_Point-per-instance localization data_:
★ ★ ★ ★ ★

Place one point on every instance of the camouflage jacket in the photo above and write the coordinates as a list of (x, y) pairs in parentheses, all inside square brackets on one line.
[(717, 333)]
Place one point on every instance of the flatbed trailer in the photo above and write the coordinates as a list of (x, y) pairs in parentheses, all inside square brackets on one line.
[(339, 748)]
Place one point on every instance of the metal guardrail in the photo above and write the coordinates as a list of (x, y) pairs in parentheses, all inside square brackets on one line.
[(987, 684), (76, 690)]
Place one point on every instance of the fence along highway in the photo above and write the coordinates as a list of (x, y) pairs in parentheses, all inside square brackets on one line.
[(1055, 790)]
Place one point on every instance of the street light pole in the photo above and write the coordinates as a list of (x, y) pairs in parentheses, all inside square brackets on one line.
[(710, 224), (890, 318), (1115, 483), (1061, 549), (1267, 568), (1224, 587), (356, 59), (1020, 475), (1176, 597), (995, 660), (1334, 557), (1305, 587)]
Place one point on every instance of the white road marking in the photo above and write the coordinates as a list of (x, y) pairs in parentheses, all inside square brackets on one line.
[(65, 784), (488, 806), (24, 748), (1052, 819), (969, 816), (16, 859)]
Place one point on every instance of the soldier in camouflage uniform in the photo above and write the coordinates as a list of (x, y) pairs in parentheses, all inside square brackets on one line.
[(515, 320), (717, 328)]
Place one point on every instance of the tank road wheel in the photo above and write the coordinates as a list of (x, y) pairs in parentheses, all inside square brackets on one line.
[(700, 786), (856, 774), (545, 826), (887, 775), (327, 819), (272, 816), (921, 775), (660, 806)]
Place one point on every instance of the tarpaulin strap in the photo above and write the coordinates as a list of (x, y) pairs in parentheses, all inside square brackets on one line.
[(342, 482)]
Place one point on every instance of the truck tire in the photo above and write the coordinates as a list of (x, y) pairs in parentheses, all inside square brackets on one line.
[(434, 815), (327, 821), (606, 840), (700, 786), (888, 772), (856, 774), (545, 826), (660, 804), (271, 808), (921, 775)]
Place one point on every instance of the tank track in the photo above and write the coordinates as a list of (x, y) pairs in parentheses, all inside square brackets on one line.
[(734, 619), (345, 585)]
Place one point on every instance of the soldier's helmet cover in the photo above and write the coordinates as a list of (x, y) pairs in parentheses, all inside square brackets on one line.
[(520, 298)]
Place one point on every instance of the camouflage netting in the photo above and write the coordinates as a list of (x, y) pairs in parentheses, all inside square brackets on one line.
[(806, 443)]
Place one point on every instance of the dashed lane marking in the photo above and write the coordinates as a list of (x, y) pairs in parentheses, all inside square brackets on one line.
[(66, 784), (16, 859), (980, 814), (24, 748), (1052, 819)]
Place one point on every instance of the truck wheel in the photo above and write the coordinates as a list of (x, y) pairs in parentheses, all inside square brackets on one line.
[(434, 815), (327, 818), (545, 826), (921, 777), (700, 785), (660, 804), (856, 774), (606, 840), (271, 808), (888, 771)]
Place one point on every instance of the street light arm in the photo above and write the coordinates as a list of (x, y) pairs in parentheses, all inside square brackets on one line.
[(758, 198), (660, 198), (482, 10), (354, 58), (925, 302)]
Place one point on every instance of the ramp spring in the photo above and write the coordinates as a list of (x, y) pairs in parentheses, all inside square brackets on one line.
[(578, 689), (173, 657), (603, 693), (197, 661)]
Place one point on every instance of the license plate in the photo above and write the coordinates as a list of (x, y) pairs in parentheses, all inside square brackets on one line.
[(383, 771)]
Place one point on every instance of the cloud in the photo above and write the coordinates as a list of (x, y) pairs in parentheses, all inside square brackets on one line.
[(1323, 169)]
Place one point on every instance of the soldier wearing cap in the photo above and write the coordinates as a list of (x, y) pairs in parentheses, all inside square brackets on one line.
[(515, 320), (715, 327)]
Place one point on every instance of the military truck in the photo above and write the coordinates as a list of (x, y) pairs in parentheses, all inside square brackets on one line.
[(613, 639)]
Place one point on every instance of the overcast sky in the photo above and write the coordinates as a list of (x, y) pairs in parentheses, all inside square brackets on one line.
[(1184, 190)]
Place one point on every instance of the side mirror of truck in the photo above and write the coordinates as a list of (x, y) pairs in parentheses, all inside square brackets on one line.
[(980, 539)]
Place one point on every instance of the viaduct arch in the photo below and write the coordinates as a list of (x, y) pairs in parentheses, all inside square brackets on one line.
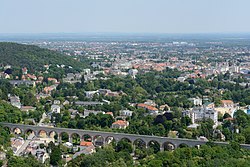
[(162, 141)]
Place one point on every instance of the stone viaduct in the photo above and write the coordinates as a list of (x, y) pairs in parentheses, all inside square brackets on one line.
[(104, 136)]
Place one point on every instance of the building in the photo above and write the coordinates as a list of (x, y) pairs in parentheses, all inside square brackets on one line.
[(120, 124), (55, 108), (133, 72), (2, 156), (15, 101), (126, 113), (227, 103), (90, 94), (28, 108), (151, 109), (196, 101), (200, 113)]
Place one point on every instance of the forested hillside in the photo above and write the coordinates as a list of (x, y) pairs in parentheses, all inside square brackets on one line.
[(33, 57)]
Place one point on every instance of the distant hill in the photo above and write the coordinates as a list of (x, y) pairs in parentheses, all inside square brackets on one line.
[(33, 57)]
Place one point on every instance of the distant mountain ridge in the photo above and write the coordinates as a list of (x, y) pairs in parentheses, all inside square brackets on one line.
[(33, 57)]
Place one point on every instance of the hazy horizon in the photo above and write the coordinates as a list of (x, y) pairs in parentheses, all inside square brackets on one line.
[(112, 16)]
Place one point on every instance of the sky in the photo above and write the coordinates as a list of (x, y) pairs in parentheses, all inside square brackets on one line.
[(124, 16)]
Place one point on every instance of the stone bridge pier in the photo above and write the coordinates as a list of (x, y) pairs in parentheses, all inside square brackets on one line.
[(102, 138)]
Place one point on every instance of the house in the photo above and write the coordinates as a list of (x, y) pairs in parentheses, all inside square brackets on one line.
[(151, 109), (86, 143), (164, 107), (227, 103), (110, 113), (133, 72), (199, 113), (2, 156), (55, 108), (85, 150), (127, 113), (57, 102), (15, 101), (28, 108), (87, 112), (196, 101), (68, 144), (53, 80), (120, 124), (90, 94)]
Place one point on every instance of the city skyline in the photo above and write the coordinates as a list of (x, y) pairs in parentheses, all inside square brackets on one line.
[(124, 17)]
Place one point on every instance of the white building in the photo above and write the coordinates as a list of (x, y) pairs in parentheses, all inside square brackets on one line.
[(200, 113), (133, 72), (196, 101), (55, 108), (127, 113), (90, 94)]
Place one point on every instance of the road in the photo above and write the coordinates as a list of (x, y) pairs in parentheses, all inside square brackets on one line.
[(25, 144)]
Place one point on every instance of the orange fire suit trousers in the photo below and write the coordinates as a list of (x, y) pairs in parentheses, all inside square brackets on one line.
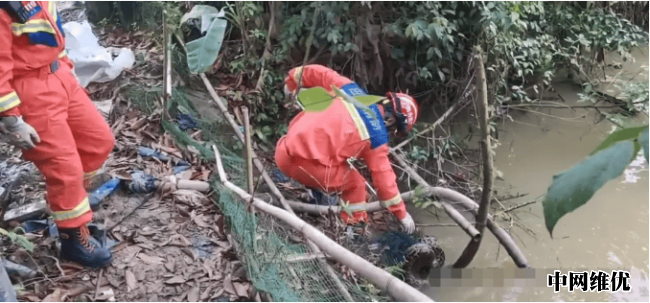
[(75, 138), (336, 178)]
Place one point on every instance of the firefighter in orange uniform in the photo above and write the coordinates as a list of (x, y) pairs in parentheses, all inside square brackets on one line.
[(318, 145), (46, 113)]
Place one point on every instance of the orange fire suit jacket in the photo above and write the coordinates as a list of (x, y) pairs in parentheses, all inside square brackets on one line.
[(39, 44), (348, 132)]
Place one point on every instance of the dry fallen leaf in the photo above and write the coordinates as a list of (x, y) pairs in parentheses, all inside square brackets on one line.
[(193, 295), (176, 280), (150, 259), (131, 281), (57, 296)]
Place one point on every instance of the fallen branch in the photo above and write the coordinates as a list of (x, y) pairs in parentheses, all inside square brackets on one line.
[(392, 285), (274, 189), (428, 129), (450, 210), (449, 196), (515, 207)]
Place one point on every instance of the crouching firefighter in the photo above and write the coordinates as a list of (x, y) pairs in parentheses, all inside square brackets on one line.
[(316, 149), (45, 112)]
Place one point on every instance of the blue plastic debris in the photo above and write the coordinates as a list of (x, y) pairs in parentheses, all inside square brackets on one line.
[(186, 122), (142, 183), (279, 177), (7, 293), (99, 194), (95, 230), (180, 167), (148, 152)]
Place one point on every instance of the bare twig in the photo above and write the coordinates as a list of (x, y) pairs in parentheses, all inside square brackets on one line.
[(505, 211), (167, 75), (272, 186), (395, 287), (450, 210), (58, 265)]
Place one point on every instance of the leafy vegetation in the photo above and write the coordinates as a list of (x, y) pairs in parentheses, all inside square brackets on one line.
[(576, 186)]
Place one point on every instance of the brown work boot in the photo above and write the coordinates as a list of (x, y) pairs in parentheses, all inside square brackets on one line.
[(94, 180)]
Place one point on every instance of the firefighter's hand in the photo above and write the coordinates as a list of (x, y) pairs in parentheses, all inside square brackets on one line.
[(20, 133), (408, 223)]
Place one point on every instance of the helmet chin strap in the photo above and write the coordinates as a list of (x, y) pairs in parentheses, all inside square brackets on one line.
[(395, 107)]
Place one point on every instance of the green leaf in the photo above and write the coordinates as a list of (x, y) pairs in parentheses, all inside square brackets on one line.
[(643, 139), (575, 187), (427, 204), (315, 99), (621, 135), (202, 52)]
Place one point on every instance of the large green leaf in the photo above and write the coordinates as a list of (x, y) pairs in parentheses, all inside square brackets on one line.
[(315, 99), (643, 139), (621, 135), (576, 186), (202, 52)]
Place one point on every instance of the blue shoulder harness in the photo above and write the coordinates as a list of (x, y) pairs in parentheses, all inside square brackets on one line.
[(376, 127)]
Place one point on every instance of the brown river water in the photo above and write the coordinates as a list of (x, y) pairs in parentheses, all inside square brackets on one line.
[(608, 233)]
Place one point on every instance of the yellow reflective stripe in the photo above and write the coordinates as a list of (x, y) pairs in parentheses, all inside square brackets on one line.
[(355, 207), (393, 201), (9, 101), (90, 174), (354, 114), (32, 26), (51, 8), (296, 75), (78, 211)]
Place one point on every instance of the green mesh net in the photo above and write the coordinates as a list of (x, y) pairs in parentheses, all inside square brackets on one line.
[(275, 261)]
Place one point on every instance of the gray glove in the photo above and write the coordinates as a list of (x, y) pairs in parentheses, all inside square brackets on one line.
[(20, 133), (408, 224)]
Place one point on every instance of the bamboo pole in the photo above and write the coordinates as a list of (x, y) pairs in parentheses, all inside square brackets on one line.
[(481, 104), (249, 151), (450, 195), (167, 65), (472, 232), (274, 189), (387, 282)]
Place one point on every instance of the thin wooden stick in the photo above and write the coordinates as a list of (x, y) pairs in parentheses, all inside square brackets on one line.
[(274, 189), (481, 103), (451, 195), (249, 151), (167, 64), (387, 282), (450, 210), (514, 207)]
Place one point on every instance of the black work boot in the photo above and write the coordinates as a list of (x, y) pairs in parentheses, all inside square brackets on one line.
[(93, 182), (78, 246)]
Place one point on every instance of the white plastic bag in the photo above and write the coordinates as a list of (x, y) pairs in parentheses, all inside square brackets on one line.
[(92, 62)]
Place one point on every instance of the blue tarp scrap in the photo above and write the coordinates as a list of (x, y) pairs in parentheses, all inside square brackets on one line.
[(99, 194)]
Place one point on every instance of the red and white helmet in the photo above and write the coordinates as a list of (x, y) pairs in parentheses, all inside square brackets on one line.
[(405, 109)]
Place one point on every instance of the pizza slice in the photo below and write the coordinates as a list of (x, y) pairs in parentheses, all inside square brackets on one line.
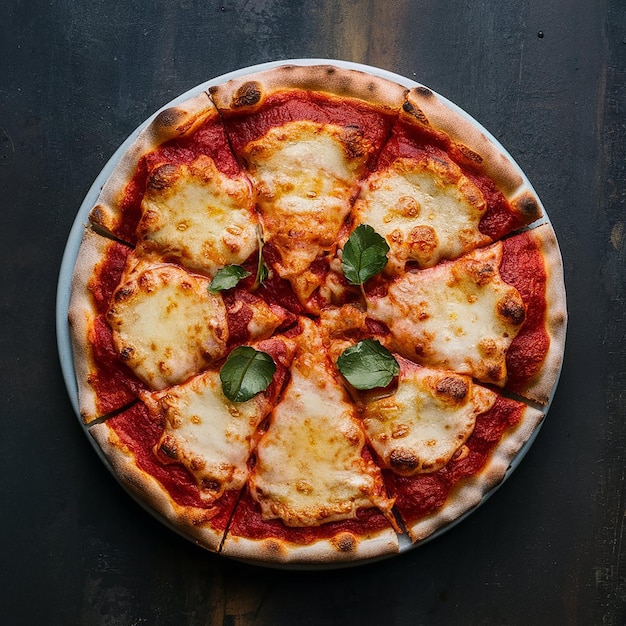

★ ★ ★ ★ ★

_INSTRUCTIONS FOR THE TASK_:
In the data above, the line containing "Place one point on every instance of the blue tarp" and all lines after it are to be reproduced exactly, leaving out the pictures.

_RESPONSE_:
Place one point on every instance of the blue tarp scrap in the photo above and write the coordinates as a list of (x, y) pairs in parentheses, all inside square brackets on one line.
[(99, 194)]
Place one point on every instance of the red and white helmet in the photo above and write the coordinates as a list of (x, y) pairs in parentheses, all inside square brackets on one line.
[(405, 109)]
Place one point on every instance of the pizza slice in the photo below and write the coordinates as a list of (x, y) pairs in parentheses, all inside square brackets on one line.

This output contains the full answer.